- **Document extract**
Chapter 4 – Monkey See, Monkey Do


Many of you likely heard that description of children’s behavior from some adult as you were growing up. You may have even used it yourself. Somewhere in my life that expression got stuck in my mind. I suspect I first heard it growing up in the mid-West. I’m not sure when I started using it as an adult to express what I was witnessing among people. And the string of words has morphed over time. A light meaning has become one of new pondering. I do recall that it resurfaced frequently when we had children and started hanging out with them and their raucous, expressive friends. Our older son would do something daring on the playground jungle gym. His younger sister would try the same feat with little or no success. With their older neighborhood friends or peers they looked up to, they’d mimic behavior, adopt certain dress styles, insist on the same dolls as Molly, or fight a mock war like Captain Travis when given a chance to lead.

Even as they grew to become adults I found myself applying the expression to more human behavior I observed. I realized that MSMD applied to me, others as individuals and groups alike. It also became a life-situational response, I suspect. You see, most of my adult work life became devoted to helping adults learn. As adults I discovered we still rely on learning like children: “Monkey See, Monkey Do”. A variety of terms also express the notion: copying, mirroring, apprenticing, conforming, herd mentality.

Watching children, it was an endearing, amusing, hopeful expression. It also held an element, for me, that was puzzling and a bit discouraging. Why were my bright children not doing the leading and others copying? Certainly they, like all kids, had moments when they led others to do. A partial answer is self-revealing: I was projecting my needs and competitiveness into the scenes before me. Stepping back, what I found is that I needed to observe more, see the pattern involved in those interactions, and expand my field of vision.

In my profession, the more I worked with adults to re-instill discovery learning and learning to learn, the more I sensed that there was wisdom in that old saw, MSMD. To oversimplify this small journey, I gradually connected a dot or two. There was no ah-ha or lightning insight.   Also, I was reading more and more about evolutionary psychology and relevant sciences. Today my files and bookshelves are filled with writings on cognitive psychology, evolution, neuroscience, linguistics, anthropology, etc….

- **Recorded information**
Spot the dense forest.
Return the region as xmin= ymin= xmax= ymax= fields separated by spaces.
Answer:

- **Set exercise 1**
Answer these questions about the chapter excerpt titled "Monkey See, Monkey Do":
(a) Where does the writer suspect the expression was first heard?
(b) What other terms does the writer list as expressing the same notion?
(c) Which fields are named as filling the writer's files and bookshelves today?
- **Set exercise 2**
Continue the chapter excerpt titled "Monkey See, Monkey Do" from the point where it stops.

- **Response 1**
(a) Growing up in the mid-West.
(b) Copying, mirroring, apprenticing, conforming, and herd mentality.
(c) Cognitive psychology, evolution, neuroscience, linguistics, and anthropology.

- **Response 2**
Most of my work, whether in the classroom, in teams, or coaching , always incorporated facilitating the discovery, integration, and alignment of learning to improve individual, group and organizational effectiveness and health. I remember exercises where learners would look at their life histories in a time line and connect the dots of memorable events. Pattern recognition became an important quest. (another example?) But I digress.

Arguably perhaps, MSMD aligns quite nicely with answering the question, for starters, of “how did our ancient ancestors learn and pass on knowledge and skills”?  I believe, as do most evolutionary scholars, we have to go back to the beginning. Since people argue over the beginning, I’ll be arbitrary.

My beginning is a visual image you’ll have to create with a few cues. Take a moment to envision the situation for small numbers of homo-sapiens when they found themselves on the ground, upright on two legs, and together with others of their evolved species. Stop reading for a moment and let your mind dwell on the question as you form your image.

They had to hunt or gather food and water wherever they were. They had to protect themselves from threatening, meat eating creatures. Simply, they had to struggle to survive. So what images and scene did you create in your mind’s eye?   A core notion I gleaned from my visits to that past involve a key concept about life from our primitive beginning: Survival. For many of you, a likely refrain is: “Our struggle for survival is still a ruling guiding principle whether conscious or unconscious.”

Back to hunting and gathering. Sounds routine for the ancients, perhaps. But maybe not exclusionary to modern homo-sapiens. There is at least one underlying process that is with us today. Imagine that some were better at each task than others. At some point that began to be observed by the other family members and children and it became important. Maybe for survival. And maybe because gathering more or hunting better just caught on without words or language, as we know them, to transmit what’s a better practice. In sum, our ancestors copied the best hunters and gatherers who stumbled onto or created better techniques. Observed, valued, copied with repetition, learned and embedded and passed on as more conducive to the goal: survival. Make sense? I’ll expand that routine to other domains of our ancient species.

Here’s another one that caught my fancy, evidenced by crumbs on a trail left by movies, books, lectures, articles but yet to become a recognizable pathway to integrated knowledge. And, if the trail I’m constructing makes sense, please add your crumbs and insights to the unfolding story. Remember, we’re just at the beginning. While millennia have passed, you’ll find or can leap to realizing we still rely on MSMD more than you have imagined.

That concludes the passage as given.